#### Provided information:
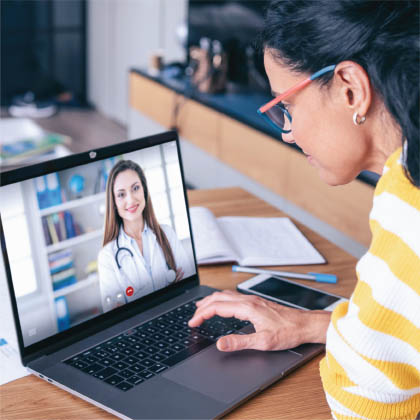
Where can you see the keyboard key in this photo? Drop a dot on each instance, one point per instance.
(146, 362)
(106, 361)
(93, 369)
(117, 356)
(151, 350)
(161, 345)
(121, 365)
(90, 359)
(157, 357)
(141, 355)
(126, 373)
(104, 373)
(168, 352)
(80, 365)
(178, 347)
(131, 360)
(128, 351)
(135, 380)
(100, 354)
(157, 368)
(137, 347)
(137, 368)
(146, 374)
(124, 386)
(189, 351)
(114, 380)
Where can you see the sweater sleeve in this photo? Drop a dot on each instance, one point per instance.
(372, 365)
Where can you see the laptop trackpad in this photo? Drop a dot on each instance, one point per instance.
(227, 376)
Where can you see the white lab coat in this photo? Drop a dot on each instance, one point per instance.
(132, 281)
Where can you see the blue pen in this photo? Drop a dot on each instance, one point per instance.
(319, 277)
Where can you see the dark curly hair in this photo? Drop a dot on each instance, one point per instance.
(381, 36)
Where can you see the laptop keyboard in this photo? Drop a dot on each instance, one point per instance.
(140, 353)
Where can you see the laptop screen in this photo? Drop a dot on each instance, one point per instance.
(91, 238)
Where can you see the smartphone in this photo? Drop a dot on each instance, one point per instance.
(290, 293)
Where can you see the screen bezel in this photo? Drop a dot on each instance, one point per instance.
(245, 287)
(108, 319)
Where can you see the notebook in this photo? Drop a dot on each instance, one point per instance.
(252, 241)
(113, 339)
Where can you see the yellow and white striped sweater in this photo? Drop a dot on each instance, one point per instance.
(372, 364)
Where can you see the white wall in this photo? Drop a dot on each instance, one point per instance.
(122, 34)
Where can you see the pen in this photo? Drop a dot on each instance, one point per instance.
(319, 277)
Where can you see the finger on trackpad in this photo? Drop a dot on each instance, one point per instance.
(228, 376)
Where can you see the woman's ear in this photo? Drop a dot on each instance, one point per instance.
(354, 87)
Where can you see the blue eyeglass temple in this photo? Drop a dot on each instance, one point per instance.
(312, 77)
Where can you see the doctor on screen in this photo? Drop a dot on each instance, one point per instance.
(139, 256)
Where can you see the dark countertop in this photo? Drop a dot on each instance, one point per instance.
(241, 106)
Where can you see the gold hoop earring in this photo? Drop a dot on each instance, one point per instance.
(356, 121)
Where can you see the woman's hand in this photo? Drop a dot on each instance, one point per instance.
(179, 274)
(277, 327)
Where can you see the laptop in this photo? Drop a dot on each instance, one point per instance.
(137, 357)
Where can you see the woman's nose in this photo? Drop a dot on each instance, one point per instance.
(287, 137)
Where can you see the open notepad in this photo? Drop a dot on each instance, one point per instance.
(250, 240)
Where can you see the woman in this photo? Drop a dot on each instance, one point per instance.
(139, 256)
(360, 112)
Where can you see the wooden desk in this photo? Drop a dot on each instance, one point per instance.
(298, 396)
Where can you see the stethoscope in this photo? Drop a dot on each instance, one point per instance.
(170, 276)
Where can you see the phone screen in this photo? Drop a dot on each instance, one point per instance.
(300, 296)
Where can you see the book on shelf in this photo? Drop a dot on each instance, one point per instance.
(59, 227)
(253, 241)
(24, 141)
(48, 191)
(52, 229)
(62, 269)
(62, 313)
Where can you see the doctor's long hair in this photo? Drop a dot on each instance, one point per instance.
(113, 220)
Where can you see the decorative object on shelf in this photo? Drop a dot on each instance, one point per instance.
(103, 172)
(77, 185)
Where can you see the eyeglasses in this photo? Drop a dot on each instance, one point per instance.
(276, 113)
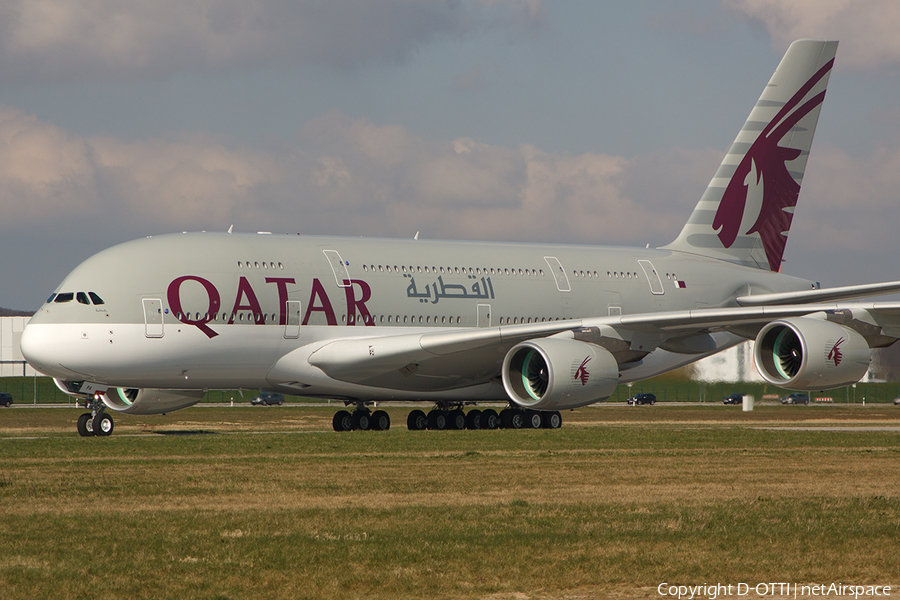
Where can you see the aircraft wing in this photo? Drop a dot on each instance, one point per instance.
(365, 359)
(807, 296)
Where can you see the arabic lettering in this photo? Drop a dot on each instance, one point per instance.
(434, 292)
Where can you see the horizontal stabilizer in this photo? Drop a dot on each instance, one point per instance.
(827, 295)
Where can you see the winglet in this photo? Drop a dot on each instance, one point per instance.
(745, 214)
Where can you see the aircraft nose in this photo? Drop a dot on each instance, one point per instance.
(41, 349)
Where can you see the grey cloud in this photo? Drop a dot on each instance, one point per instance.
(867, 30)
(74, 40)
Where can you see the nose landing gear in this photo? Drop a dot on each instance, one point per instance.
(97, 422)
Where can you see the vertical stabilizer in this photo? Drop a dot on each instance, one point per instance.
(745, 214)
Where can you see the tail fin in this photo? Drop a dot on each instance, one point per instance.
(745, 214)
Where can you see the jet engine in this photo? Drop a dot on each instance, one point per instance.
(554, 374)
(150, 401)
(810, 354)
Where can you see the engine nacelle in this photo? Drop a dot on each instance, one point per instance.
(150, 401)
(554, 374)
(810, 354)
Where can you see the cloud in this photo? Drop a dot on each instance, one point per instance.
(341, 176)
(345, 176)
(867, 30)
(101, 39)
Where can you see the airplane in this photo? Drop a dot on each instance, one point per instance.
(149, 326)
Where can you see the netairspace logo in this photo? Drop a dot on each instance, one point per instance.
(772, 590)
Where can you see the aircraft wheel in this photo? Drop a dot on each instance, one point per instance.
(512, 418)
(85, 425)
(102, 424)
(552, 419)
(532, 419)
(437, 419)
(362, 420)
(457, 419)
(342, 421)
(416, 421)
(381, 421)
(473, 419)
(490, 419)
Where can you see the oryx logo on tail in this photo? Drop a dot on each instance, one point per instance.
(765, 165)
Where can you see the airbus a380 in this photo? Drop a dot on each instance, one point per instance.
(150, 325)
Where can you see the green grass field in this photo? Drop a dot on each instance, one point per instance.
(269, 503)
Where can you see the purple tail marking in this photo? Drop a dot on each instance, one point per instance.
(780, 191)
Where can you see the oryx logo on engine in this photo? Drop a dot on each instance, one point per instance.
(582, 373)
(835, 353)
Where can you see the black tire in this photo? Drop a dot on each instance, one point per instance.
(85, 425)
(417, 421)
(490, 419)
(381, 421)
(437, 420)
(102, 424)
(512, 418)
(362, 420)
(532, 420)
(456, 419)
(342, 421)
(552, 419)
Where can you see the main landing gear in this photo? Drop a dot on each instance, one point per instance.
(96, 422)
(447, 415)
(361, 418)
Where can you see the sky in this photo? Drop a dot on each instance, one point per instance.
(511, 120)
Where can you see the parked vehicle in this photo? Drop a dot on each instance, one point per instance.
(734, 399)
(268, 399)
(796, 398)
(642, 399)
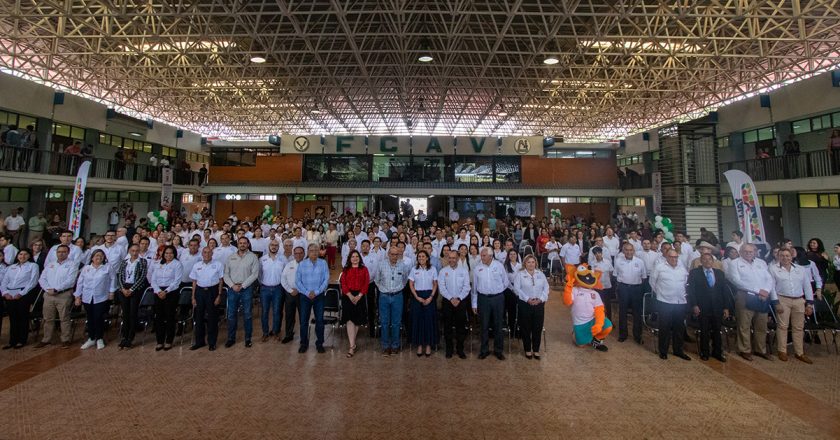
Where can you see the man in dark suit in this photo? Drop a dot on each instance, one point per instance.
(709, 301)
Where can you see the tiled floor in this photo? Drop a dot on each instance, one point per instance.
(271, 391)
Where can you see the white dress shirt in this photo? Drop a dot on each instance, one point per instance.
(629, 271)
(424, 279)
(166, 276)
(59, 276)
(527, 286)
(792, 283)
(19, 279)
(95, 284)
(668, 283)
(454, 283)
(207, 274)
(489, 280)
(271, 270)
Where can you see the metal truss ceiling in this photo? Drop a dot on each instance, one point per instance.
(337, 66)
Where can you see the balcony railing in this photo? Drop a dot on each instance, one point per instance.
(27, 160)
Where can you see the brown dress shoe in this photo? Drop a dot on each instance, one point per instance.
(763, 355)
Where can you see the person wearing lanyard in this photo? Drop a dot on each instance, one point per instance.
(311, 280)
(16, 283)
(629, 272)
(390, 280)
(242, 269)
(754, 285)
(531, 288)
(94, 289)
(454, 287)
(795, 301)
(132, 283)
(668, 283)
(271, 291)
(207, 280)
(355, 281)
(489, 283)
(57, 280)
(422, 280)
(165, 279)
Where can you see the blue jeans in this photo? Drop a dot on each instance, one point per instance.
(390, 318)
(243, 298)
(270, 298)
(306, 306)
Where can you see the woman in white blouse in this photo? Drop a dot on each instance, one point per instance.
(531, 288)
(19, 279)
(422, 280)
(165, 279)
(94, 288)
(512, 267)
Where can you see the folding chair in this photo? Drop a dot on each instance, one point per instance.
(650, 317)
(185, 303)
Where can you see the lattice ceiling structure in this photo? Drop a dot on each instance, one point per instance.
(335, 66)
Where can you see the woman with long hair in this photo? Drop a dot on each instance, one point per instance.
(165, 280)
(16, 286)
(422, 280)
(355, 280)
(94, 289)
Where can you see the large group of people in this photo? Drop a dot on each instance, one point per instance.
(418, 280)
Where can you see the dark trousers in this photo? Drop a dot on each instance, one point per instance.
(510, 309)
(671, 326)
(491, 308)
(291, 306)
(130, 309)
(630, 297)
(96, 319)
(372, 305)
(710, 327)
(165, 311)
(531, 321)
(307, 306)
(206, 315)
(18, 311)
(454, 325)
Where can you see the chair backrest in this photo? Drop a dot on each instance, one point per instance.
(185, 298)
(148, 298)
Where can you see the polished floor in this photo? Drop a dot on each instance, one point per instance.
(271, 391)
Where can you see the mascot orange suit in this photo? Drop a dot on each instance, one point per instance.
(591, 327)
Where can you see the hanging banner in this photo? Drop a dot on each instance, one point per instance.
(746, 206)
(656, 179)
(432, 145)
(75, 221)
(294, 144)
(398, 145)
(166, 186)
(522, 146)
(348, 144)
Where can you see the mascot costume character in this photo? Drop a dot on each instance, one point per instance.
(591, 327)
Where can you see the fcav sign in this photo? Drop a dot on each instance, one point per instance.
(413, 145)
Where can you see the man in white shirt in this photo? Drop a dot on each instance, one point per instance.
(795, 301)
(291, 297)
(454, 287)
(488, 301)
(754, 287)
(630, 272)
(668, 282)
(57, 280)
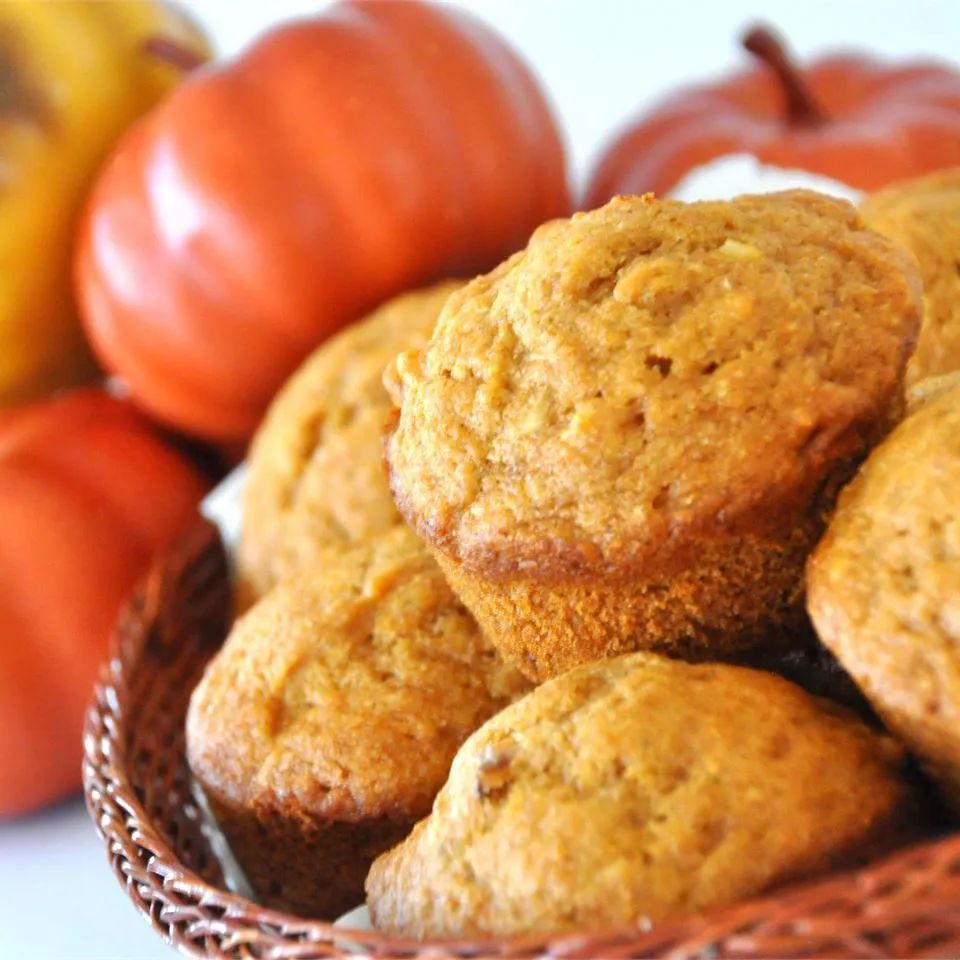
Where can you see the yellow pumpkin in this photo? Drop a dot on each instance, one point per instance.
(73, 76)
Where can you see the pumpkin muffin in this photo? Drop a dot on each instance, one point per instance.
(324, 728)
(924, 216)
(884, 585)
(630, 434)
(316, 466)
(640, 787)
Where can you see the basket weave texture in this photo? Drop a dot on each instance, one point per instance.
(138, 793)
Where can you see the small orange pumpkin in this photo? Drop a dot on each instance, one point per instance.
(847, 117)
(340, 160)
(88, 494)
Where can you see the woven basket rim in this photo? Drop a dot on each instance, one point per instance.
(907, 903)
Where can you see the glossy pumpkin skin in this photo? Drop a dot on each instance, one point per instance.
(73, 76)
(88, 494)
(340, 160)
(879, 123)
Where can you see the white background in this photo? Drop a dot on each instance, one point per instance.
(600, 61)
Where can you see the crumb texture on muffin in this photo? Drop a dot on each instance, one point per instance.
(640, 787)
(316, 467)
(649, 370)
(924, 216)
(884, 585)
(326, 725)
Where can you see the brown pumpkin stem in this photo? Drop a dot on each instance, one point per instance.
(802, 109)
(173, 53)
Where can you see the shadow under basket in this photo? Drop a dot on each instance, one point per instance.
(138, 792)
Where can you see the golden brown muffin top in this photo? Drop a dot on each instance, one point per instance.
(884, 584)
(316, 465)
(647, 371)
(638, 787)
(924, 215)
(345, 692)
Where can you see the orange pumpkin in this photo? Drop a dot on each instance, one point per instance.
(88, 493)
(271, 200)
(848, 117)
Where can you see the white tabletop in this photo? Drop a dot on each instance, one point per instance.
(600, 60)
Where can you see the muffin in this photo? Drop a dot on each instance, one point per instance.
(630, 434)
(884, 585)
(924, 216)
(640, 788)
(324, 728)
(316, 465)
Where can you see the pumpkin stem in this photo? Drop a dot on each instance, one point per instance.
(802, 109)
(173, 53)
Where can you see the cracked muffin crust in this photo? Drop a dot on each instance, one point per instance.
(316, 465)
(629, 434)
(640, 787)
(924, 216)
(884, 585)
(323, 729)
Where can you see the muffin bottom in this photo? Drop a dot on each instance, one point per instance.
(304, 865)
(732, 596)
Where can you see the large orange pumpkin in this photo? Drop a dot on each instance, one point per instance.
(88, 493)
(340, 160)
(849, 117)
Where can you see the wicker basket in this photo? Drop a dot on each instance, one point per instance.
(138, 793)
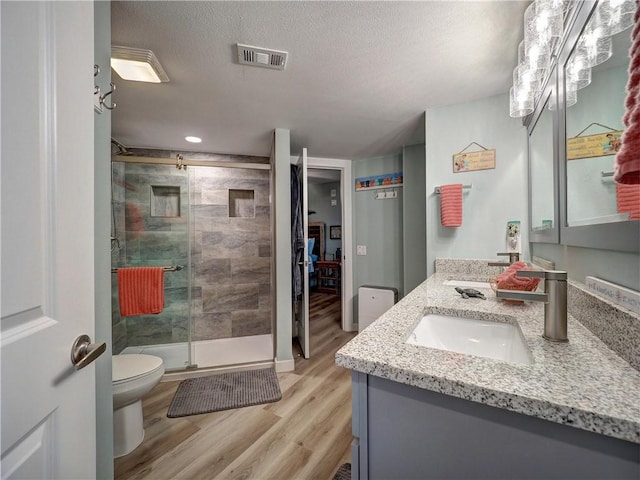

#### What you should do:
Can you output the rows again, word for word, starting with the line that contains "Where can you see the muffin bottom" and going on through the end of the rows, with the pictures left out?

#### Response to the task:
Where can you see the muffin bottom in this photo? Drop a dot on each instance, one point per instance.
(304, 865)
(732, 596)
Where can you see the large orange pumpkin in this photo? Drop a dot on each instance, one point per instance.
(88, 493)
(340, 160)
(849, 117)
Where can you see the wicker basket in this photo? Drop a dot on each instance, one point per instance.
(138, 793)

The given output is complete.